[Data entries]
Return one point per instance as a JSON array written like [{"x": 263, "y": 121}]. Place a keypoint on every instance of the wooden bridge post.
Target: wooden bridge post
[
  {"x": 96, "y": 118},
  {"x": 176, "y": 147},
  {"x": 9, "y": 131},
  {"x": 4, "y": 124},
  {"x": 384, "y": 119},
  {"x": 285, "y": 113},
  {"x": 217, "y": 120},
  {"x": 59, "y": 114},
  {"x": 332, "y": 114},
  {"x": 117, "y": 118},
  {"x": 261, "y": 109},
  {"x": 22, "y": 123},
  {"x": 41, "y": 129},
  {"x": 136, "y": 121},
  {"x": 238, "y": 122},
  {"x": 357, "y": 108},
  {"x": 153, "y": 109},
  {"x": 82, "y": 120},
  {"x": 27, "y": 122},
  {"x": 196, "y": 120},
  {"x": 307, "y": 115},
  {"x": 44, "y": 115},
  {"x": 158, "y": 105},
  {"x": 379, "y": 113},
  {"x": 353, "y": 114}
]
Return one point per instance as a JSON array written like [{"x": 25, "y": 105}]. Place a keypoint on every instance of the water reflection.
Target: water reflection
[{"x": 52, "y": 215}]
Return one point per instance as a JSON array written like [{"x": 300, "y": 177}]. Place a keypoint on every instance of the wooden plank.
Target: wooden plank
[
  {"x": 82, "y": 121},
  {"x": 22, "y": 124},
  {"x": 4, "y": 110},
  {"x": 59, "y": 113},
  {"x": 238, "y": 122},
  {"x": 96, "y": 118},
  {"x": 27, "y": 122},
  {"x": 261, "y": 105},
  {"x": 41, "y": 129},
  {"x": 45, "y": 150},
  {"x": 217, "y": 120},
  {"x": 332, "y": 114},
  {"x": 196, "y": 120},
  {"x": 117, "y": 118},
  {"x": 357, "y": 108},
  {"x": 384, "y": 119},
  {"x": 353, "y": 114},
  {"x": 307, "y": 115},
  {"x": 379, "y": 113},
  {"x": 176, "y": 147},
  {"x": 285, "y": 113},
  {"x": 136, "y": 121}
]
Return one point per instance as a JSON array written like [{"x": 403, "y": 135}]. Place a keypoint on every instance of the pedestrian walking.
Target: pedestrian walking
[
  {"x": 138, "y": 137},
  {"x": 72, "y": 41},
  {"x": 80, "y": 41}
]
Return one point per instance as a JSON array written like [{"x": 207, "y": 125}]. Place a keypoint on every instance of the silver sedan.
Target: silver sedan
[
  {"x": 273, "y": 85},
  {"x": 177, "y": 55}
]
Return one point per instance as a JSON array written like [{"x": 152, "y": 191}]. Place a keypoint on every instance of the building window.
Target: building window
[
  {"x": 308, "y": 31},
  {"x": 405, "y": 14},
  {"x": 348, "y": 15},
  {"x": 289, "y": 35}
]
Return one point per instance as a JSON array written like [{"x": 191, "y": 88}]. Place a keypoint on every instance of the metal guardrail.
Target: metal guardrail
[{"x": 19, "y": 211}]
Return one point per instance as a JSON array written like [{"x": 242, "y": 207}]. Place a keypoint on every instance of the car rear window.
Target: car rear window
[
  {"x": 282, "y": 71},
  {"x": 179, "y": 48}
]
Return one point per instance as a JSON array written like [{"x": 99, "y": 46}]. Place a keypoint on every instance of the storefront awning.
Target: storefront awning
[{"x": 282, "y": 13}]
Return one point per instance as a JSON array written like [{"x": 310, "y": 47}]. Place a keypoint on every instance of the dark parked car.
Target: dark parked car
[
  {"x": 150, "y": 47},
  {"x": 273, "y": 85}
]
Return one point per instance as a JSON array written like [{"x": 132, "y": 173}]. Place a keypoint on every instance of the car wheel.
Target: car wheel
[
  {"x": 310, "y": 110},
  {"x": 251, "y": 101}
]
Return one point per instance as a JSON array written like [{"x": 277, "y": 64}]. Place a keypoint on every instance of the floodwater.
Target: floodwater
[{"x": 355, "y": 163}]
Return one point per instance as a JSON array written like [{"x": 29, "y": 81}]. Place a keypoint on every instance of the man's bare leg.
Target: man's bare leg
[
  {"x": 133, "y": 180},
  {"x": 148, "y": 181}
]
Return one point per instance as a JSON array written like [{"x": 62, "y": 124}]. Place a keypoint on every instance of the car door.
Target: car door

*What you are asked to do:* Exactly as written above, please repeat the entries.

*Solution to this task:*
Return one point per instance as a JSON array written like [{"x": 263, "y": 121}]. Place a keypoint on every instance of the wooden bridge post.
Target: wooden bridge post
[
  {"x": 96, "y": 118},
  {"x": 176, "y": 147},
  {"x": 9, "y": 131},
  {"x": 4, "y": 124},
  {"x": 384, "y": 119},
  {"x": 285, "y": 113},
  {"x": 217, "y": 120},
  {"x": 59, "y": 114},
  {"x": 332, "y": 114},
  {"x": 117, "y": 118},
  {"x": 261, "y": 109},
  {"x": 22, "y": 123},
  {"x": 41, "y": 129},
  {"x": 136, "y": 121},
  {"x": 238, "y": 122},
  {"x": 357, "y": 108},
  {"x": 153, "y": 109},
  {"x": 82, "y": 120},
  {"x": 27, "y": 122},
  {"x": 196, "y": 120},
  {"x": 307, "y": 115},
  {"x": 44, "y": 115},
  {"x": 158, "y": 105},
  {"x": 379, "y": 113},
  {"x": 353, "y": 114}
]
Return one point per instance as a JSON array written like [{"x": 25, "y": 105}]. Place a keypoint on every instance of the water reflection.
Target: water reflection
[{"x": 52, "y": 215}]
Return one point per instance as a JSON array written like [{"x": 300, "y": 177}]. Place a keypoint on every instance of the wooden plank.
Target: wooden plank
[
  {"x": 82, "y": 121},
  {"x": 22, "y": 124},
  {"x": 4, "y": 110},
  {"x": 59, "y": 113},
  {"x": 238, "y": 122},
  {"x": 96, "y": 118},
  {"x": 27, "y": 122},
  {"x": 261, "y": 105},
  {"x": 41, "y": 129},
  {"x": 45, "y": 150},
  {"x": 217, "y": 120},
  {"x": 332, "y": 114},
  {"x": 196, "y": 120},
  {"x": 117, "y": 118},
  {"x": 357, "y": 108},
  {"x": 384, "y": 119},
  {"x": 353, "y": 114},
  {"x": 307, "y": 115},
  {"x": 379, "y": 113},
  {"x": 176, "y": 147},
  {"x": 285, "y": 113},
  {"x": 136, "y": 121}
]
Return one point per instance as a JSON array written like [{"x": 403, "y": 135}]. Place a keypoint on every instance of the pedestrian walking.
Target: pedestrian walking
[
  {"x": 138, "y": 137},
  {"x": 72, "y": 41},
  {"x": 80, "y": 41}
]
Return one point per instance as a JSON array written like [{"x": 207, "y": 125}]. Place a keypoint on every instance of the silver sedan.
Target: silver sedan
[
  {"x": 273, "y": 85},
  {"x": 177, "y": 55}
]
Return one point per instance as a JSON array written like [{"x": 152, "y": 191}]. Place a keypoint on every instance of the building window.
Target: building window
[
  {"x": 308, "y": 31},
  {"x": 405, "y": 14},
  {"x": 348, "y": 15},
  {"x": 289, "y": 35}
]
Return one point per instance as a JSON array written like [{"x": 191, "y": 88}]. Place a keypoint on every instance of the metal guardrail.
Target: metal guardrail
[{"x": 19, "y": 211}]
Return one point per instance as a JSON array written like [{"x": 242, "y": 207}]. Place a keypoint on every instance of the car rear window.
Target: car rear window
[
  {"x": 282, "y": 71},
  {"x": 179, "y": 48}
]
Return one point per instance as a JSON array written like [{"x": 99, "y": 46}]. Place a keypoint on every instance of the storefront awning.
Target: storefront awning
[{"x": 282, "y": 13}]
Return one point per instance as a JSON array written like [{"x": 310, "y": 47}]. Place a keypoint on every instance of the dark parked car.
Target: dark parked car
[
  {"x": 150, "y": 47},
  {"x": 273, "y": 85}
]
Return one point per instance as a JSON array written like [{"x": 132, "y": 173}]. Place a keypoint on every instance of the car wheel.
Target: car wheel
[
  {"x": 310, "y": 110},
  {"x": 251, "y": 101}
]
Return one point per instance as a JSON array written like [{"x": 277, "y": 64}]. Place a keypoint on every instance of the floodwater.
Target: floodwater
[{"x": 355, "y": 163}]
Return one point per instance as a JSON array written like [{"x": 29, "y": 81}]. Place a keypoint on every instance of the man's bare leg.
Target: man's bare leg
[
  {"x": 133, "y": 180},
  {"x": 148, "y": 181}
]
Return one point per instance as a JSON array written like [{"x": 62, "y": 124}]. Place a keypoint on every instance of the car door.
Target: car door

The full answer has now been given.